▶ [Items listed in a dataset]
=======

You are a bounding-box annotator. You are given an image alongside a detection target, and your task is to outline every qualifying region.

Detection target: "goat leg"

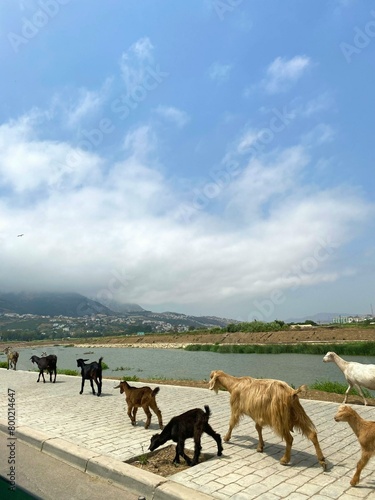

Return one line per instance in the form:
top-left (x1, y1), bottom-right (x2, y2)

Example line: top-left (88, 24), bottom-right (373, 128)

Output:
top-left (191, 437), bottom-right (202, 466)
top-left (204, 423), bottom-right (223, 456)
top-left (279, 431), bottom-right (293, 465)
top-left (224, 410), bottom-right (240, 442)
top-left (143, 407), bottom-right (152, 429)
top-left (307, 430), bottom-right (326, 470)
top-left (89, 379), bottom-right (96, 395)
top-left (255, 423), bottom-right (265, 453)
top-left (175, 439), bottom-right (191, 466)
top-left (351, 451), bottom-right (371, 486)
top-left (150, 403), bottom-right (163, 429)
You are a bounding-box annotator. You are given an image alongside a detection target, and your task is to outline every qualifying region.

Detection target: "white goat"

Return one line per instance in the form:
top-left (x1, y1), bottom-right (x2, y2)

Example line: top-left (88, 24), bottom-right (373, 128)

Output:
top-left (323, 351), bottom-right (375, 405)
top-left (209, 370), bottom-right (326, 469)
top-left (334, 404), bottom-right (375, 486)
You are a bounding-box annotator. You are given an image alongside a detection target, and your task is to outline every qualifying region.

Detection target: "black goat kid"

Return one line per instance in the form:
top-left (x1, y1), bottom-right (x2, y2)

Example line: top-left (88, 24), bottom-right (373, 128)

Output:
top-left (76, 357), bottom-right (103, 396)
top-left (30, 355), bottom-right (57, 383)
top-left (149, 405), bottom-right (223, 466)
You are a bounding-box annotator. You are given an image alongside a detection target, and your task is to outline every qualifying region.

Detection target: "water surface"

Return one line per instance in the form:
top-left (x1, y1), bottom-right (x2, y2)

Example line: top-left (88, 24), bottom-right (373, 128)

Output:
top-left (3, 345), bottom-right (375, 390)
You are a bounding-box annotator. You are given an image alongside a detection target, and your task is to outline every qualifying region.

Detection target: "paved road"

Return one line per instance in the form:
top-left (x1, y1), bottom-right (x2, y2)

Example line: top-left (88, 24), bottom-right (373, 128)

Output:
top-left (1, 368), bottom-right (375, 499)
top-left (0, 432), bottom-right (139, 500)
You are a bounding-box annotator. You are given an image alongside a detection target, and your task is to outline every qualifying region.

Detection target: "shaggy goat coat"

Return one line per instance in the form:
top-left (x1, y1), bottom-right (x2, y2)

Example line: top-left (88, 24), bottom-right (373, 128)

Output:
top-left (209, 370), bottom-right (326, 469)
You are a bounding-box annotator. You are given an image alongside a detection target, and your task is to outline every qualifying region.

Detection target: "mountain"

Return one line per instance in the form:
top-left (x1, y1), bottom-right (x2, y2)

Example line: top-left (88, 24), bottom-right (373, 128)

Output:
top-left (98, 299), bottom-right (146, 314)
top-left (0, 291), bottom-right (235, 327)
top-left (0, 292), bottom-right (114, 317)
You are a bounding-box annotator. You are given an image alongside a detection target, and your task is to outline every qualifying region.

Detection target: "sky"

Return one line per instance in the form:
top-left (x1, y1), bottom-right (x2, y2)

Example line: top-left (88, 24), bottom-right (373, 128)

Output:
top-left (0, 0), bottom-right (374, 322)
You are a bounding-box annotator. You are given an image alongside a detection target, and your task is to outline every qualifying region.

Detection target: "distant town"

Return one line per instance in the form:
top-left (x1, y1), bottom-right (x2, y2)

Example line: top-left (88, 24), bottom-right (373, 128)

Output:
top-left (0, 310), bottom-right (231, 342)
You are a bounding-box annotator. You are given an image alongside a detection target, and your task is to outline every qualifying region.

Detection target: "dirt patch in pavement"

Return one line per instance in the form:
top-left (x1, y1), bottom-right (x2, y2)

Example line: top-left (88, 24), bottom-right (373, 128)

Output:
top-left (127, 444), bottom-right (213, 477)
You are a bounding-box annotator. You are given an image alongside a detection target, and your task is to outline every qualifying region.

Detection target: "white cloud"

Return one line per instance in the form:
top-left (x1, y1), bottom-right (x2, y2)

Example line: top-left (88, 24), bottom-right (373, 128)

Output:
top-left (120, 37), bottom-right (154, 95)
top-left (65, 86), bottom-right (109, 128)
top-left (208, 62), bottom-right (232, 83)
top-left (154, 105), bottom-right (190, 128)
top-left (263, 55), bottom-right (311, 94)
top-left (236, 129), bottom-right (265, 154)
top-left (302, 123), bottom-right (336, 146)
top-left (0, 114), bottom-right (102, 192)
top-left (0, 112), bottom-right (372, 319)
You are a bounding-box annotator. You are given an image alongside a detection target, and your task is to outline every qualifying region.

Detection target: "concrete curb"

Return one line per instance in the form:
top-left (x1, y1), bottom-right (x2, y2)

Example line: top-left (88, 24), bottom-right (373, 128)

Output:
top-left (0, 420), bottom-right (214, 499)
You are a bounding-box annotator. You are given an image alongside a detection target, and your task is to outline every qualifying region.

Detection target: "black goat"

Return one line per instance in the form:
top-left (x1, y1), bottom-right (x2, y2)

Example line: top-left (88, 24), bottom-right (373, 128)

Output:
top-left (149, 405), bottom-right (223, 466)
top-left (30, 355), bottom-right (57, 383)
top-left (76, 357), bottom-right (103, 396)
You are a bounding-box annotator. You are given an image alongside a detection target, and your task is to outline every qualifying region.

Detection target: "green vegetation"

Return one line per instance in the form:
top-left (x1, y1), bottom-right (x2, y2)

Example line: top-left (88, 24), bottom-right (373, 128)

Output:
top-left (122, 375), bottom-right (140, 382)
top-left (57, 369), bottom-right (79, 376)
top-left (225, 320), bottom-right (287, 333)
top-left (137, 445), bottom-right (149, 465)
top-left (310, 380), bottom-right (372, 398)
top-left (0, 361), bottom-right (8, 369)
top-left (101, 361), bottom-right (109, 370)
top-left (185, 341), bottom-right (375, 356)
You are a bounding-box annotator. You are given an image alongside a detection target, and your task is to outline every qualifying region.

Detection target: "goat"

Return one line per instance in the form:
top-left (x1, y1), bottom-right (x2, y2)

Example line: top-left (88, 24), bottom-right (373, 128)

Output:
top-left (30, 355), bottom-right (57, 383)
top-left (334, 404), bottom-right (375, 486)
top-left (4, 347), bottom-right (19, 370)
top-left (76, 357), bottom-right (102, 396)
top-left (114, 380), bottom-right (163, 429)
top-left (323, 351), bottom-right (375, 405)
top-left (149, 405), bottom-right (223, 466)
top-left (209, 370), bottom-right (326, 469)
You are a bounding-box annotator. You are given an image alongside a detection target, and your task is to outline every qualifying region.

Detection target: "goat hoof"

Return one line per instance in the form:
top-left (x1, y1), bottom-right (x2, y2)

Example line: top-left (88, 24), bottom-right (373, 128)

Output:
top-left (79, 391), bottom-right (83, 394)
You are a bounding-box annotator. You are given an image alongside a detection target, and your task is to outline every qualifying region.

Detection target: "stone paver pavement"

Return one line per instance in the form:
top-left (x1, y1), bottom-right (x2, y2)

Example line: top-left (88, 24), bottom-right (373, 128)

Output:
top-left (1, 369), bottom-right (375, 499)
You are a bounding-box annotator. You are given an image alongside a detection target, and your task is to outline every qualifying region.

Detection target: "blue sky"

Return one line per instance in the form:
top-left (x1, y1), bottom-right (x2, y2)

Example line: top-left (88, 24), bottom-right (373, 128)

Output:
top-left (0, 0), bottom-right (374, 321)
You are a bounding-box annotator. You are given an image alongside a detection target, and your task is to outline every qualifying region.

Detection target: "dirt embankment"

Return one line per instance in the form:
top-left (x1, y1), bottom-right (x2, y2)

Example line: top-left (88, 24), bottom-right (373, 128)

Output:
top-left (70, 326), bottom-right (375, 348)
top-left (2, 326), bottom-right (375, 351)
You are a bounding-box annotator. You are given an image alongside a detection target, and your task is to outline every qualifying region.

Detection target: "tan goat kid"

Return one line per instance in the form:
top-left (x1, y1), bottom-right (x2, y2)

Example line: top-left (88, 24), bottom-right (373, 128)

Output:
top-left (114, 380), bottom-right (163, 429)
top-left (4, 347), bottom-right (19, 370)
top-left (209, 370), bottom-right (326, 469)
top-left (334, 404), bottom-right (375, 486)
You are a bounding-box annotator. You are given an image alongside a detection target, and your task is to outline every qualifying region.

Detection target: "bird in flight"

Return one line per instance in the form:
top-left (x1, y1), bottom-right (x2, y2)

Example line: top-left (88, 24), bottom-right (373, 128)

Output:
top-left (17, 234), bottom-right (24, 237)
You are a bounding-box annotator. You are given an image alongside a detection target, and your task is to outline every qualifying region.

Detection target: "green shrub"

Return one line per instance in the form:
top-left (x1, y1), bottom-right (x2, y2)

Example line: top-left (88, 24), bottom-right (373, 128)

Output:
top-left (57, 369), bottom-right (79, 376)
top-left (122, 375), bottom-right (139, 382)
top-left (310, 380), bottom-right (372, 398)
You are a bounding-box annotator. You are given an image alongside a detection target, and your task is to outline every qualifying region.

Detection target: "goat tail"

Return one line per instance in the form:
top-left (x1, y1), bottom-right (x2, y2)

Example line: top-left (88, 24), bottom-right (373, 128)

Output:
top-left (98, 357), bottom-right (103, 364)
top-left (204, 405), bottom-right (211, 418)
top-left (152, 387), bottom-right (160, 396)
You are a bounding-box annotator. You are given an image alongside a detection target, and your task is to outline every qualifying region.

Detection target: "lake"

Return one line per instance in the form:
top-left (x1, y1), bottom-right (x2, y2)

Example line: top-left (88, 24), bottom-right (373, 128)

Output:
top-left (3, 345), bottom-right (375, 389)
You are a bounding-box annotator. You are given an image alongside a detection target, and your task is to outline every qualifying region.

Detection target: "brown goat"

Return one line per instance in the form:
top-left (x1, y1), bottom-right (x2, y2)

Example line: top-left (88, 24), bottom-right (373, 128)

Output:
top-left (114, 380), bottom-right (163, 429)
top-left (334, 404), bottom-right (375, 486)
top-left (4, 347), bottom-right (19, 370)
top-left (209, 370), bottom-right (326, 469)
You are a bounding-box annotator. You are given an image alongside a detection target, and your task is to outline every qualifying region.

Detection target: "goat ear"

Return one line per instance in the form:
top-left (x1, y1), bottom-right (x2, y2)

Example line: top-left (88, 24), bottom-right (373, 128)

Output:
top-left (114, 384), bottom-right (120, 389)
top-left (208, 372), bottom-right (218, 391)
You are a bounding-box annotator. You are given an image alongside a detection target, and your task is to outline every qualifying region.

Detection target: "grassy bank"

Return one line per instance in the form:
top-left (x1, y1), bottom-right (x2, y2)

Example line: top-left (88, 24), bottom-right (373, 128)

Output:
top-left (185, 341), bottom-right (375, 356)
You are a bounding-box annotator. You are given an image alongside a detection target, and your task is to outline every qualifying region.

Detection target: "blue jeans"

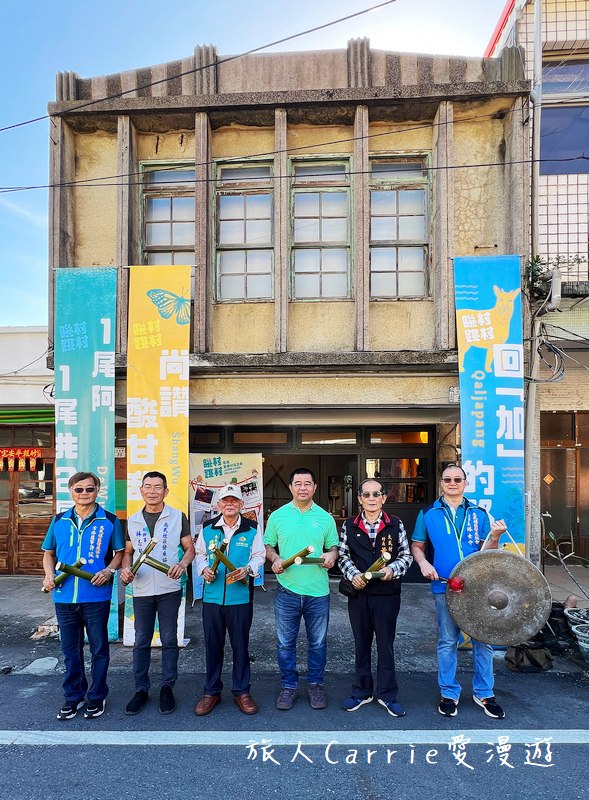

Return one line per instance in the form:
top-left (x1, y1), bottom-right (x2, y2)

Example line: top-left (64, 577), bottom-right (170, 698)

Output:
top-left (55, 600), bottom-right (111, 704)
top-left (133, 590), bottom-right (182, 692)
top-left (274, 584), bottom-right (329, 688)
top-left (434, 592), bottom-right (495, 701)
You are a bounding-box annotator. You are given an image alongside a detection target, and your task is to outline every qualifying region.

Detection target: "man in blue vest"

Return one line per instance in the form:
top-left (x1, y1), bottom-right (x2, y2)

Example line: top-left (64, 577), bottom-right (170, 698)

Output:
top-left (411, 463), bottom-right (507, 720)
top-left (42, 471), bottom-right (124, 721)
top-left (194, 484), bottom-right (265, 716)
top-left (121, 471), bottom-right (194, 716)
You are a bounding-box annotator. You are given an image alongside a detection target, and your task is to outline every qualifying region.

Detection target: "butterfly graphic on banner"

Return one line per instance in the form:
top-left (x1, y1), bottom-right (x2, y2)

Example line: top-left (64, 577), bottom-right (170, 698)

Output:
top-left (146, 289), bottom-right (191, 325)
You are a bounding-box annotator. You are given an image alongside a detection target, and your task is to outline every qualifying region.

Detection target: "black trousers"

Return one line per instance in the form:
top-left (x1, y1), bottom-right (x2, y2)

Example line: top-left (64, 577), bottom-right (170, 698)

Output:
top-left (202, 601), bottom-right (252, 696)
top-left (348, 591), bottom-right (401, 702)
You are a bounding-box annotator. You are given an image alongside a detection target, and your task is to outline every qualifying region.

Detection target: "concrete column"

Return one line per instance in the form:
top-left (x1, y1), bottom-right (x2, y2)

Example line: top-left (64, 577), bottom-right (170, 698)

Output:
top-left (48, 117), bottom-right (76, 349)
top-left (115, 115), bottom-right (137, 353)
top-left (353, 105), bottom-right (369, 351)
top-left (194, 112), bottom-right (211, 353)
top-left (432, 100), bottom-right (455, 350)
top-left (274, 108), bottom-right (288, 353)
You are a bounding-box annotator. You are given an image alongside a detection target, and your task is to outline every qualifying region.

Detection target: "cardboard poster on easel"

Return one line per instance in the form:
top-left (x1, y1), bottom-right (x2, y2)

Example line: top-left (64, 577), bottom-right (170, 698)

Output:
top-left (189, 453), bottom-right (264, 601)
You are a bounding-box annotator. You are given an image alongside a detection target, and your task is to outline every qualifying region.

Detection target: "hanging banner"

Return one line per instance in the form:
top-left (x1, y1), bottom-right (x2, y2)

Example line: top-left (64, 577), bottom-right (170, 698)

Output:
top-left (125, 265), bottom-right (191, 646)
top-left (54, 268), bottom-right (118, 639)
top-left (454, 255), bottom-right (525, 548)
top-left (189, 453), bottom-right (264, 601)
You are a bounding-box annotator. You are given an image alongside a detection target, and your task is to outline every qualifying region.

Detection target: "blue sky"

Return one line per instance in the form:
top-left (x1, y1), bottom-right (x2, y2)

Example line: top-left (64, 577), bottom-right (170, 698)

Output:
top-left (1, 0), bottom-right (507, 326)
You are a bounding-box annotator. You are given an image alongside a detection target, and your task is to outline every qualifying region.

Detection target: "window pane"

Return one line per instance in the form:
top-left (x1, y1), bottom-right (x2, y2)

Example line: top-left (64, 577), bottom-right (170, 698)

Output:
top-left (294, 163), bottom-right (346, 181)
top-left (371, 272), bottom-right (397, 296)
top-left (322, 192), bottom-right (348, 216)
top-left (370, 431), bottom-right (429, 444)
top-left (371, 248), bottom-right (396, 271)
top-left (219, 220), bottom-right (244, 245)
top-left (398, 272), bottom-right (426, 296)
top-left (294, 250), bottom-right (320, 272)
top-left (322, 217), bottom-right (347, 242)
top-left (541, 106), bottom-right (589, 175)
top-left (398, 216), bottom-right (425, 240)
top-left (172, 196), bottom-right (194, 221)
top-left (246, 194), bottom-right (272, 217)
top-left (246, 274), bottom-right (272, 298)
top-left (322, 249), bottom-right (347, 272)
top-left (371, 190), bottom-right (397, 215)
top-left (246, 219), bottom-right (272, 244)
top-left (322, 273), bottom-right (348, 297)
top-left (146, 223), bottom-right (170, 245)
top-left (294, 193), bottom-right (320, 216)
top-left (146, 169), bottom-right (195, 185)
top-left (399, 189), bottom-right (425, 215)
top-left (399, 247), bottom-right (425, 270)
top-left (146, 198), bottom-right (170, 221)
top-left (294, 218), bottom-right (320, 242)
top-left (220, 165), bottom-right (272, 182)
top-left (220, 274), bottom-right (245, 299)
top-left (542, 412), bottom-right (574, 442)
top-left (219, 251), bottom-right (245, 274)
top-left (301, 430), bottom-right (357, 445)
top-left (33, 428), bottom-right (52, 447)
top-left (371, 217), bottom-right (397, 241)
top-left (247, 250), bottom-right (272, 274)
top-left (543, 60), bottom-right (589, 95)
top-left (294, 274), bottom-right (320, 297)
top-left (172, 222), bottom-right (194, 245)
top-left (371, 162), bottom-right (425, 179)
top-left (147, 252), bottom-right (174, 265)
top-left (233, 431), bottom-right (288, 444)
top-left (219, 195), bottom-right (245, 219)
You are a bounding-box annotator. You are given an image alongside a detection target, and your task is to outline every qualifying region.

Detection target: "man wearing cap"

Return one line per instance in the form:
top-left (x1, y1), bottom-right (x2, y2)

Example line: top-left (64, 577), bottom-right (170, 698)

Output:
top-left (264, 467), bottom-right (339, 711)
top-left (120, 471), bottom-right (194, 716)
top-left (194, 484), bottom-right (265, 716)
top-left (42, 471), bottom-right (125, 721)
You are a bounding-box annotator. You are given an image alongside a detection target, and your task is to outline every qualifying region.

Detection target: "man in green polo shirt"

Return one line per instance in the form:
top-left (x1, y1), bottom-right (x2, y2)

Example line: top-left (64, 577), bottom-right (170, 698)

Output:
top-left (264, 467), bottom-right (338, 711)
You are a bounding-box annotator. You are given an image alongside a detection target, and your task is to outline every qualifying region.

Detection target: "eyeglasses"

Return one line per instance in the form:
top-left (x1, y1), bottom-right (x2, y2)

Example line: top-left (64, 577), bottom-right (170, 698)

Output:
top-left (441, 477), bottom-right (464, 484)
top-left (73, 487), bottom-right (97, 494)
top-left (360, 491), bottom-right (384, 498)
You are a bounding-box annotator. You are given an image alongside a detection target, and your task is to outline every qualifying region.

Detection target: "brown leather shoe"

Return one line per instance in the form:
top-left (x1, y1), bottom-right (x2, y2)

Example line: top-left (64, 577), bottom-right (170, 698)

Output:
top-left (194, 694), bottom-right (221, 716)
top-left (234, 693), bottom-right (258, 715)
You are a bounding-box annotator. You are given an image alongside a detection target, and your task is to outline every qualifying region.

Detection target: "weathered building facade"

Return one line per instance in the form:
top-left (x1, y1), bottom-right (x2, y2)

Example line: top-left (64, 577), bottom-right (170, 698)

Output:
top-left (45, 40), bottom-right (529, 574)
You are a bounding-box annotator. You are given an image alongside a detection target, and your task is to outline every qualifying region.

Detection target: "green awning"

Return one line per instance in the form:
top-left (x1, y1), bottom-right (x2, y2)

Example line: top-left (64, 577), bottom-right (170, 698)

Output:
top-left (0, 408), bottom-right (54, 425)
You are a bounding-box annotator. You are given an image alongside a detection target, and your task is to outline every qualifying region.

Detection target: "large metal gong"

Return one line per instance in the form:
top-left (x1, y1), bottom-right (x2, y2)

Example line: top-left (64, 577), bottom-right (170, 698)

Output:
top-left (445, 550), bottom-right (552, 646)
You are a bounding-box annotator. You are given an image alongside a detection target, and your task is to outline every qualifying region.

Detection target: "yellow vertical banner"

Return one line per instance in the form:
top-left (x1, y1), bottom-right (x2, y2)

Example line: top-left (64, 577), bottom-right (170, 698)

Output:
top-left (125, 265), bottom-right (191, 647)
top-left (126, 265), bottom-right (190, 513)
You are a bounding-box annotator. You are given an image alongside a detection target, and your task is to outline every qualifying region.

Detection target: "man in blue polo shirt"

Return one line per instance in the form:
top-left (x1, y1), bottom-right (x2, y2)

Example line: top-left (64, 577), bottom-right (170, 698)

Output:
top-left (264, 467), bottom-right (339, 711)
top-left (411, 463), bottom-right (507, 720)
top-left (42, 471), bottom-right (124, 721)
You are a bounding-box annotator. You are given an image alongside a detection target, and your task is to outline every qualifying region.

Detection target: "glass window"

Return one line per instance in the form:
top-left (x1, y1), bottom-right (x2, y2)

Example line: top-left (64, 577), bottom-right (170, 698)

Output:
top-left (215, 163), bottom-right (273, 301)
top-left (543, 60), bottom-right (589, 95)
top-left (541, 412), bottom-right (575, 443)
top-left (0, 473), bottom-right (8, 519)
top-left (292, 161), bottom-right (350, 299)
top-left (300, 430), bottom-right (357, 445)
top-left (540, 106), bottom-right (589, 175)
top-left (369, 430), bottom-right (429, 444)
top-left (143, 166), bottom-right (196, 264)
top-left (369, 159), bottom-right (429, 298)
top-left (18, 466), bottom-right (54, 519)
top-left (232, 431), bottom-right (288, 445)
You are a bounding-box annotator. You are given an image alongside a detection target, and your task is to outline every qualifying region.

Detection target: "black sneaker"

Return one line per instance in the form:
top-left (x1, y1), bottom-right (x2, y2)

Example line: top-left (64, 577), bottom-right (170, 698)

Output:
top-left (438, 697), bottom-right (458, 717)
top-left (125, 691), bottom-right (148, 716)
top-left (57, 699), bottom-right (85, 721)
top-left (159, 685), bottom-right (175, 715)
top-left (84, 699), bottom-right (106, 719)
top-left (473, 695), bottom-right (505, 719)
top-left (377, 698), bottom-right (406, 717)
top-left (341, 695), bottom-right (373, 712)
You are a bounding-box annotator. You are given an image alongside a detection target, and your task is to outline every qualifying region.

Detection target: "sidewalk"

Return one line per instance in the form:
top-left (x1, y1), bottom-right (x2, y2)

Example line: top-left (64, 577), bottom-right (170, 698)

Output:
top-left (1, 568), bottom-right (587, 676)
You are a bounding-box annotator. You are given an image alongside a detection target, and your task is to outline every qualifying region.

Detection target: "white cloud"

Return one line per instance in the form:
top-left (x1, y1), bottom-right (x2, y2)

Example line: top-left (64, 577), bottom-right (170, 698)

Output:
top-left (0, 196), bottom-right (47, 230)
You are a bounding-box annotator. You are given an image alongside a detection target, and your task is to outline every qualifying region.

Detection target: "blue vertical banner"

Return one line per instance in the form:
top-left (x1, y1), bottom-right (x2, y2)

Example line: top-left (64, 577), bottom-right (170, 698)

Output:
top-left (454, 255), bottom-right (525, 549)
top-left (54, 268), bottom-right (118, 636)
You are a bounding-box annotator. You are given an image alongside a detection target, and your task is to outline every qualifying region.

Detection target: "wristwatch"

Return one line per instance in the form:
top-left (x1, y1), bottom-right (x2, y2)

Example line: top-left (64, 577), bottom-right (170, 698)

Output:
top-left (246, 565), bottom-right (255, 577)
top-left (107, 567), bottom-right (116, 574)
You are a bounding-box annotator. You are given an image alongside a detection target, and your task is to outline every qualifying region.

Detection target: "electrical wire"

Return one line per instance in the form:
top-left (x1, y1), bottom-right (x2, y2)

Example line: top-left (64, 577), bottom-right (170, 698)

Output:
top-left (0, 0), bottom-right (398, 134)
top-left (0, 349), bottom-right (49, 379)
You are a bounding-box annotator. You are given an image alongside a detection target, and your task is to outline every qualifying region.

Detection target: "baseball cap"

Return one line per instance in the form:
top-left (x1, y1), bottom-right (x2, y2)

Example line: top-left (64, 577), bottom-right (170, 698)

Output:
top-left (218, 484), bottom-right (242, 501)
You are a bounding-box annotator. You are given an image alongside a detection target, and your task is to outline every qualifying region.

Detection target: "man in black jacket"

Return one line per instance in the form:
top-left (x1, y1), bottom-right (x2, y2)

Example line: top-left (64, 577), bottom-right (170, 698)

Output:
top-left (338, 478), bottom-right (413, 717)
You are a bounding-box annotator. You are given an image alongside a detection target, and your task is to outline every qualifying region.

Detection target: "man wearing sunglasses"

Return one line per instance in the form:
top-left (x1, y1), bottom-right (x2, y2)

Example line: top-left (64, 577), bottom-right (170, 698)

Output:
top-left (42, 471), bottom-right (125, 721)
top-left (411, 464), bottom-right (507, 720)
top-left (338, 479), bottom-right (413, 717)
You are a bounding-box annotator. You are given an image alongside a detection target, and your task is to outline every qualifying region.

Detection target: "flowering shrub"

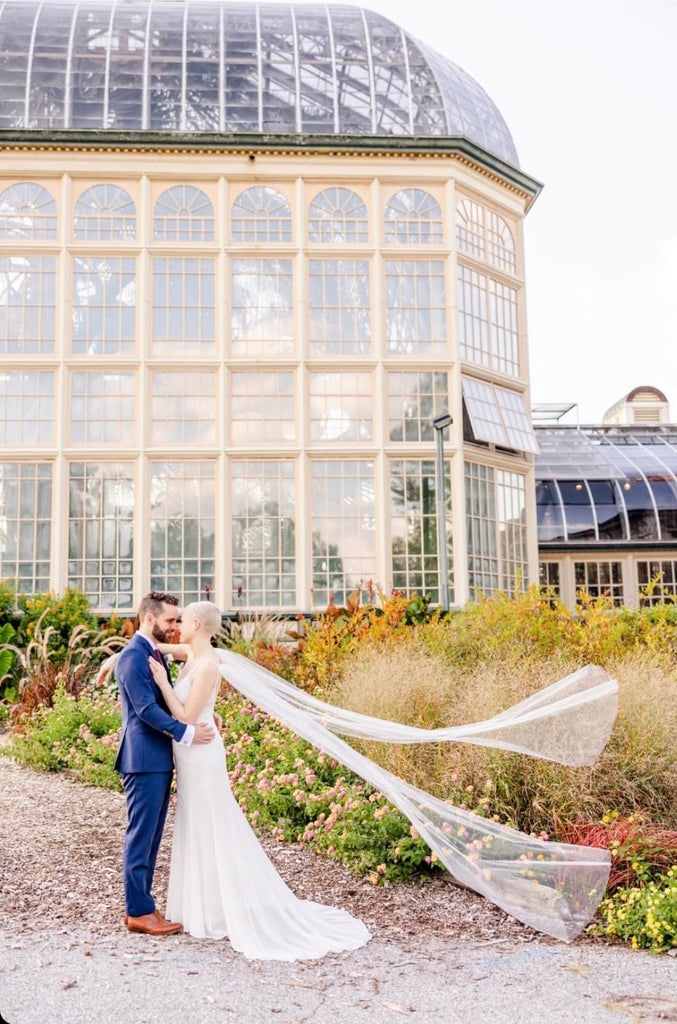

=======

▶ [Work order] Please copy out each line of the data in which the word "window" occurs.

▶ [Completed exercise]
Detection target: "window pane"
Detection target: "glass window"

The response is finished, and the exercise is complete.